Given data >>
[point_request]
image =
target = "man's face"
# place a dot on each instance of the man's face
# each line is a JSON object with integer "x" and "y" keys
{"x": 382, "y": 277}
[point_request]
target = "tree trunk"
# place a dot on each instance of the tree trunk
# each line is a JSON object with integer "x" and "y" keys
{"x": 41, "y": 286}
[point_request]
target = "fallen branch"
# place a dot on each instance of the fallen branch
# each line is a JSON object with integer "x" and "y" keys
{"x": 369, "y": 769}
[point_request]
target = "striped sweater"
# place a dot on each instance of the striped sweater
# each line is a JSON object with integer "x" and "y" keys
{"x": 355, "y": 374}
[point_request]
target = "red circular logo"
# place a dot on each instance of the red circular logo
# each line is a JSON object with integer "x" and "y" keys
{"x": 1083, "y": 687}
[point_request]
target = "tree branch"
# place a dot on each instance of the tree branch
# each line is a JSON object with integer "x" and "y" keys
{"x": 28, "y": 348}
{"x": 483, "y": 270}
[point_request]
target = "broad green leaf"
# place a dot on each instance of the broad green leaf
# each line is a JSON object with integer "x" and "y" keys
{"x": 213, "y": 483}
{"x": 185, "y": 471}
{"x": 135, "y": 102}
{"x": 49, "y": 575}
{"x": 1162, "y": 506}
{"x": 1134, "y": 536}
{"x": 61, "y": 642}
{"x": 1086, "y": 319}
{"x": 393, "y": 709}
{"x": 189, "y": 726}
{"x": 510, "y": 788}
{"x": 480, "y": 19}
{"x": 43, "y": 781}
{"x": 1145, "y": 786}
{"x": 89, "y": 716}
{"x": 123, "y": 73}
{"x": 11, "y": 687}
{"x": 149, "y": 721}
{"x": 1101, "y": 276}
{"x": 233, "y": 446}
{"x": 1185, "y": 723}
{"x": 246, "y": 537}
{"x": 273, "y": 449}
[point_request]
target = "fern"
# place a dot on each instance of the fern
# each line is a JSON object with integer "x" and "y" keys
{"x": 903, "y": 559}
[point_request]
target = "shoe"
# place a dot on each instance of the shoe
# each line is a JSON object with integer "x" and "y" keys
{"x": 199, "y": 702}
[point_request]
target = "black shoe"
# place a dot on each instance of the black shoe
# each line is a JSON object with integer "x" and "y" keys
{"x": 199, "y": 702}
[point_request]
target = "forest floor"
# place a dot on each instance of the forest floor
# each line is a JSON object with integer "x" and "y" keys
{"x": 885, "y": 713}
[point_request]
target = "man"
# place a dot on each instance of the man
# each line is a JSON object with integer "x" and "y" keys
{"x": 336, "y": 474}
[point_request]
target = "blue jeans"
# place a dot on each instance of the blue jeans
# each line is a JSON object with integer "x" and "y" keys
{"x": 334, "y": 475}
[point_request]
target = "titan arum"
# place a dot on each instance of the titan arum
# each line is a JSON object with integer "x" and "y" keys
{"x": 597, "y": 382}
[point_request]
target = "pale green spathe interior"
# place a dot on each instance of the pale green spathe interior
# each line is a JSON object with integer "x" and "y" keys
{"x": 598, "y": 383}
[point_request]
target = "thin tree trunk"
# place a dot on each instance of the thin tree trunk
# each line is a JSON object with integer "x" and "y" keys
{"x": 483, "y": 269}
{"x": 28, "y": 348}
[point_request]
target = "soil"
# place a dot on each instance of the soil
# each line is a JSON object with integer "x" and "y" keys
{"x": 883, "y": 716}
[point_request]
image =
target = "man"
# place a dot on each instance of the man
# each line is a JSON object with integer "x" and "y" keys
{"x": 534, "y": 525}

Directions for this task >> Start to finish, transcribe the listing above exactly.

Reply >>
[point_request]
image =
target = "man's face"
# place a dot on each instance of the man's face
# each line is a JSON object with integer "x" and "y" keys
{"x": 382, "y": 277}
[point_request]
target = "tree trunk"
# place a dot on each instance of the tree trunk
# each line is a JSON object with integer "x" and "y" keys
{"x": 41, "y": 286}
[point_request]
target = "fallen branch"
# place a dot on each instance of the fallen branch
# each line is a JSON object with integer "x" and "y" keys
{"x": 369, "y": 769}
[point_request]
target = "striped sweater"
# place a dot on each instance of the striped sweater
# each line is a JSON object with integer "x" and "y" keys
{"x": 355, "y": 374}
[point_request]
target = "red circular logo"
# place a dot on each instance of the red circular logo
# each line is a JSON object with integer "x" and "y" keys
{"x": 1083, "y": 687}
[point_request]
target = "tree branch"
# place a dot on each instance of the tree branch
# each line is a JSON object with integer "x" and "y" keys
{"x": 28, "y": 348}
{"x": 483, "y": 270}
[point_request]
target = "broad green leaf"
# place a dot on each instance of the broad green leaf
# each line is a JSON object with integer "x" and "y" keys
{"x": 213, "y": 483}
{"x": 185, "y": 471}
{"x": 135, "y": 102}
{"x": 49, "y": 575}
{"x": 1162, "y": 506}
{"x": 1134, "y": 536}
{"x": 61, "y": 642}
{"x": 1086, "y": 319}
{"x": 393, "y": 709}
{"x": 189, "y": 726}
{"x": 510, "y": 788}
{"x": 480, "y": 19}
{"x": 43, "y": 781}
{"x": 1145, "y": 786}
{"x": 89, "y": 716}
{"x": 123, "y": 73}
{"x": 11, "y": 687}
{"x": 149, "y": 721}
{"x": 1101, "y": 276}
{"x": 233, "y": 446}
{"x": 1185, "y": 723}
{"x": 246, "y": 537}
{"x": 273, "y": 449}
[point_request]
target = "fern"
# place a dot on each instance of the fern
# each line is a JSON object with integer "x" and "y" keys
{"x": 903, "y": 559}
[point_request]
target = "shoe"
# place a dot on each instance of the shoe
# each line is a JSON object with integer "x" and "y" keys
{"x": 199, "y": 702}
[point_request]
target = "black shoe"
# place a dot on each instance of the black shoe
# each line is a JSON object with integer "x" and "y" keys
{"x": 199, "y": 702}
[point_request]
target = "forest floor"
# place a dot on each instance of the forest floor
# each line is a JSON object with integer "x" and "y" keys
{"x": 885, "y": 713}
[point_request]
target = "man"
# place a dot on each instance of the man
# each line is a JSON object with integer "x" and "y" keys
{"x": 336, "y": 474}
[point_request]
target = "blue jeans"
# place a dot on each instance of the blue jeans
# each line is a JSON object with integer "x" and "y" keys
{"x": 334, "y": 475}
[point_request]
target = "titan arum"
# place a dot on each instance of the titan arum
# each line is a JSON object with integer "x" and "y" keys
{"x": 597, "y": 382}
[point_request]
target = "pale green spathe interior"
# place a dot on each instance of the pale green spathe interior
# each line is a JSON object with integer "x" and "y" keys
{"x": 598, "y": 383}
[point_request]
target = "thin tree trunk"
# place a dot on each instance of the thin tree trunk
# each line is a JSON object with integer "x" and "y" keys
{"x": 483, "y": 269}
{"x": 28, "y": 348}
[point_request]
target = "soil"
# place a dot on each instance of the soil
# each line is a JSON object with integer "x" and "y" keys
{"x": 883, "y": 716}
[point_request]
image =
target = "man"
# place a dot on each instance of the man
# each line is a JSON object with integer "x" and "y" keys
{"x": 534, "y": 525}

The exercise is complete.